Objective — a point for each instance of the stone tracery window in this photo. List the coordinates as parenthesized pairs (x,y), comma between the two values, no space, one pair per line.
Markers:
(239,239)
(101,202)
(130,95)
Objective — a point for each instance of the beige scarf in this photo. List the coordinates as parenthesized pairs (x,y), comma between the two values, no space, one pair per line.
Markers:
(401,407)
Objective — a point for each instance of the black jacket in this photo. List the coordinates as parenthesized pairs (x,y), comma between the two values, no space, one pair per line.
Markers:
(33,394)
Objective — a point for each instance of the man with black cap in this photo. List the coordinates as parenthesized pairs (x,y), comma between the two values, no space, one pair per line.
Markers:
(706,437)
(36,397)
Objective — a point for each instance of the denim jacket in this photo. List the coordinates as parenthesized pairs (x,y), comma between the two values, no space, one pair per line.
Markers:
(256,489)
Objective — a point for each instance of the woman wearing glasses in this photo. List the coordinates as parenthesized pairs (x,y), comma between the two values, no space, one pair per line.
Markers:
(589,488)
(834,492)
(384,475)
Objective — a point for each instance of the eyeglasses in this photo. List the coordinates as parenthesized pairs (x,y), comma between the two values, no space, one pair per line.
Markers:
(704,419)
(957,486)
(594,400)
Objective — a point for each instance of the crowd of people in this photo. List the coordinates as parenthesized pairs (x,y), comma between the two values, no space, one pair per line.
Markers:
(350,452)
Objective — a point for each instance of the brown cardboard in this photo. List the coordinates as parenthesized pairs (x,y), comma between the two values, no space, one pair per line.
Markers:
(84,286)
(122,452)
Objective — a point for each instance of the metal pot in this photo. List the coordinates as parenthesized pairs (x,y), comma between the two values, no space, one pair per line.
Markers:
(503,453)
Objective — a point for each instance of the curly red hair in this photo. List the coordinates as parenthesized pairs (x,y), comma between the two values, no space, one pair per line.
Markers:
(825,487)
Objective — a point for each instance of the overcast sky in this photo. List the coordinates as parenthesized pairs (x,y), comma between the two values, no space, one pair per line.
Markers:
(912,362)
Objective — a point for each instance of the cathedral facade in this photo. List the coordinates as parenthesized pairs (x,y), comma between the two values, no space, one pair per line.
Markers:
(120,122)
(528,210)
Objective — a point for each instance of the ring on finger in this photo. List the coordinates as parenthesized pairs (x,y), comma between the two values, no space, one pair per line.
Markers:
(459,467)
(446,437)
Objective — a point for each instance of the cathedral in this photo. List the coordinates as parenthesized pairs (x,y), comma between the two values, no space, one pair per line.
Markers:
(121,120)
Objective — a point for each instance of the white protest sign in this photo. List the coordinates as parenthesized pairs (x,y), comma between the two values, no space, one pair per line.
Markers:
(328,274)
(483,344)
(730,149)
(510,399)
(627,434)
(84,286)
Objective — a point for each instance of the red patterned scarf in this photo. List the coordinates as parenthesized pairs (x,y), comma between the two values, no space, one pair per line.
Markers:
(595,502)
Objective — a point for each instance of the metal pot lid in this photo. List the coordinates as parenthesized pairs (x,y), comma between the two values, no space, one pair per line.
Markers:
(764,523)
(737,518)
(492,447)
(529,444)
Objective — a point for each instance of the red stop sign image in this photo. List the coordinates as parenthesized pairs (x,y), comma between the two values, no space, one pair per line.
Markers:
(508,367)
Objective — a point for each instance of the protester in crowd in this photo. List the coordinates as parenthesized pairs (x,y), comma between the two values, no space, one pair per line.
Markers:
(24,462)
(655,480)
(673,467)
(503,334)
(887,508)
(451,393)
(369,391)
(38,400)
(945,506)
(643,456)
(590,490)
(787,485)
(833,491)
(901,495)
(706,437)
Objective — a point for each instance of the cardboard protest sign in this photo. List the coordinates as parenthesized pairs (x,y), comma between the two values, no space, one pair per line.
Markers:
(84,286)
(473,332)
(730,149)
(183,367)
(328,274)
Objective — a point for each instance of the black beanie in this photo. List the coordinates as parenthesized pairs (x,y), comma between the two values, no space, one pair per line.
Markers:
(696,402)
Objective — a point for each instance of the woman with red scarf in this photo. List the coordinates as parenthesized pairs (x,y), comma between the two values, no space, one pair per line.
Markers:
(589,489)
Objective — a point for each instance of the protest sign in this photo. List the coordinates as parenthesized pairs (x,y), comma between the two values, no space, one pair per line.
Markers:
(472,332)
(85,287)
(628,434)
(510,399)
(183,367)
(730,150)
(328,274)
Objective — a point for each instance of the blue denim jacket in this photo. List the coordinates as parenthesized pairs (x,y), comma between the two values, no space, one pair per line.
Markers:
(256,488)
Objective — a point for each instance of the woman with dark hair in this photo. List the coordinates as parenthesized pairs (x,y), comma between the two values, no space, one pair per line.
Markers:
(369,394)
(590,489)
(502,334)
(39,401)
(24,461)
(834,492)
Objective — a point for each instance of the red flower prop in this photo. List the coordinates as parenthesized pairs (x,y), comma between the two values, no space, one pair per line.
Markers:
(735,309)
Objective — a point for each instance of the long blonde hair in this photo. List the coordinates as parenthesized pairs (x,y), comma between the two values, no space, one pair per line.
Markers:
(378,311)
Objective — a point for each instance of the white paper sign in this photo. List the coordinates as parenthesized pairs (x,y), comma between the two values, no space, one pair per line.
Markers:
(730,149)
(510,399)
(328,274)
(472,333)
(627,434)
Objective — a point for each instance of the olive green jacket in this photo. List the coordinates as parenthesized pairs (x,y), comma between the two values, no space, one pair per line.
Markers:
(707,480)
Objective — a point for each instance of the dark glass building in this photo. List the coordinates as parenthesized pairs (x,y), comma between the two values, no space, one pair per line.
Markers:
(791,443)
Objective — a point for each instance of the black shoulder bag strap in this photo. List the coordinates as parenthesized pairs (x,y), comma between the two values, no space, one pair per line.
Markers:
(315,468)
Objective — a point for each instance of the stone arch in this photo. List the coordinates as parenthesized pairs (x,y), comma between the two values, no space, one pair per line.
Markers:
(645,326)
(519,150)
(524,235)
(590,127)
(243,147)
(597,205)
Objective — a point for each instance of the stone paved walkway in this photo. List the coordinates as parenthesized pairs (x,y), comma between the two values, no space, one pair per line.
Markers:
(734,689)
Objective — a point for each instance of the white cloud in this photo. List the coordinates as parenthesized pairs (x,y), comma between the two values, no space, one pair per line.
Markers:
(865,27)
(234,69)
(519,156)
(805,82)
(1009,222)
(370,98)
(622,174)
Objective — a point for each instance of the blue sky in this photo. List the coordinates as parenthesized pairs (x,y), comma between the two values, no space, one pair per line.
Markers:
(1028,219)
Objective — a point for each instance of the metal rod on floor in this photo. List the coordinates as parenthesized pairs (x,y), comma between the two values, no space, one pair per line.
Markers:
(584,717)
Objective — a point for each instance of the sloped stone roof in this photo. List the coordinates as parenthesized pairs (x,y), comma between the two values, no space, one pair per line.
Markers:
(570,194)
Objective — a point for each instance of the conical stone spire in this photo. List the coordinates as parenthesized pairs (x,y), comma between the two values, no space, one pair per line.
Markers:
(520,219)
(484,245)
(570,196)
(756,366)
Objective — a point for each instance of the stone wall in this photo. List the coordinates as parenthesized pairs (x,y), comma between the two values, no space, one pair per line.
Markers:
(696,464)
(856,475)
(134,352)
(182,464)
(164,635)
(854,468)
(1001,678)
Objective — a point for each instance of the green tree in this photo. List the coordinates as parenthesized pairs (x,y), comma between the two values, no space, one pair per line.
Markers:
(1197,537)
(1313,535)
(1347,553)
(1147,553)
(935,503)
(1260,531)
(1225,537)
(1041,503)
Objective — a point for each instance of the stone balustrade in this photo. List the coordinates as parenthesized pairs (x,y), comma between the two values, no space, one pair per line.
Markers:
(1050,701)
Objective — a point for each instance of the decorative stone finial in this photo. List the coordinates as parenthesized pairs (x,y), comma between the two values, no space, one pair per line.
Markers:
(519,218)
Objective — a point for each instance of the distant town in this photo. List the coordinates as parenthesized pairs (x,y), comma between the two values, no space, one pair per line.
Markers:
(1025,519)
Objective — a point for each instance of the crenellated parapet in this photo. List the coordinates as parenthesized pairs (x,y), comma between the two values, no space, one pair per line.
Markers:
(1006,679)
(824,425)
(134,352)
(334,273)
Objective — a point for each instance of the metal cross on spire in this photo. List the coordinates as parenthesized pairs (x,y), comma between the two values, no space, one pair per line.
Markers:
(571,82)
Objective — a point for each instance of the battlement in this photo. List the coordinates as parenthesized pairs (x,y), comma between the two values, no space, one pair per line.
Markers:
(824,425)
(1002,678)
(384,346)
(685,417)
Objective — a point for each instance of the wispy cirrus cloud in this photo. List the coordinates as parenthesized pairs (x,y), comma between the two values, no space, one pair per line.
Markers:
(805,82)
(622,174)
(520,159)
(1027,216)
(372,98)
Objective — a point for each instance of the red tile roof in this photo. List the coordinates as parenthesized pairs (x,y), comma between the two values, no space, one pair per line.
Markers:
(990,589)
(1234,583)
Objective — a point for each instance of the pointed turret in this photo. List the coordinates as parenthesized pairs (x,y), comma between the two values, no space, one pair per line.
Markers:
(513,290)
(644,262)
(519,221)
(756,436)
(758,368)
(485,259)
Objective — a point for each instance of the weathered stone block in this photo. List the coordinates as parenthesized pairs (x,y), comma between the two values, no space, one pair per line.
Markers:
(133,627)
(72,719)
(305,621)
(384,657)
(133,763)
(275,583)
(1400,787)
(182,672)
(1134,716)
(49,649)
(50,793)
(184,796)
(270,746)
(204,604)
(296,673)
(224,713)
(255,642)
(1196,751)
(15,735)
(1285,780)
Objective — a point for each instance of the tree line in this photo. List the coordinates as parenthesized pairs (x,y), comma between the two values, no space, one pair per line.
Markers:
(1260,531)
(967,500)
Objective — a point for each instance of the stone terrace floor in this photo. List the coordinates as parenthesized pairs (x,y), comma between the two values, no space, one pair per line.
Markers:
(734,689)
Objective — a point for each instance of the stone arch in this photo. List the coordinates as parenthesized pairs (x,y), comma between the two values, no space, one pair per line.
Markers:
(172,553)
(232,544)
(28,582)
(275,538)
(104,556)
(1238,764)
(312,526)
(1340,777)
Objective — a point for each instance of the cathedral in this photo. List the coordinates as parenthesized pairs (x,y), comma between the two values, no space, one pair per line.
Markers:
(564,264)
========
Transcribe word for word the lines from the one holding "Objective — a point for each instance of the weathered" to the last line of the listing above, inclusive.

Objective — a point for each instance of the weathered stone block in this photo. List the coordinates as parenthesized pairs (x,y), comma between the two values, no space, one pair per line.
Markers:
(133,627)
(72,719)
(305,621)
(384,657)
(133,763)
(275,583)
(1400,787)
(182,672)
(1134,716)
(49,649)
(50,793)
(184,796)
(270,746)
(204,604)
(296,673)
(224,713)
(255,642)
(1196,751)
(15,735)
(1285,780)
Objective — a point for each instance of the tree line in this photo. List the coordinates as parenthesized pairs (x,y), comma between the two values, no space, one pair per line.
Markers:
(1260,531)
(967,500)
Objective — a point for each instance of the stone terrace floor in this photo. List the coordinates as parenthesized pairs (x,y), comma between the two values, no space, one pair per line.
Markers:
(734,689)
Objective — a point for each instance of the stone arch in this photo. List the coordinates as parenthesized pairs (x,y), comma between the two values, no space, one pair per line.
Markers:
(172,553)
(232,544)
(28,582)
(275,538)
(104,556)
(1238,764)
(312,526)
(1340,777)
Objective — a point for each instance of the cathedral in this photo. List the coordinates as parenthesized pairs (x,y), comma between the two values, no space, one pair per line.
Markers:
(564,264)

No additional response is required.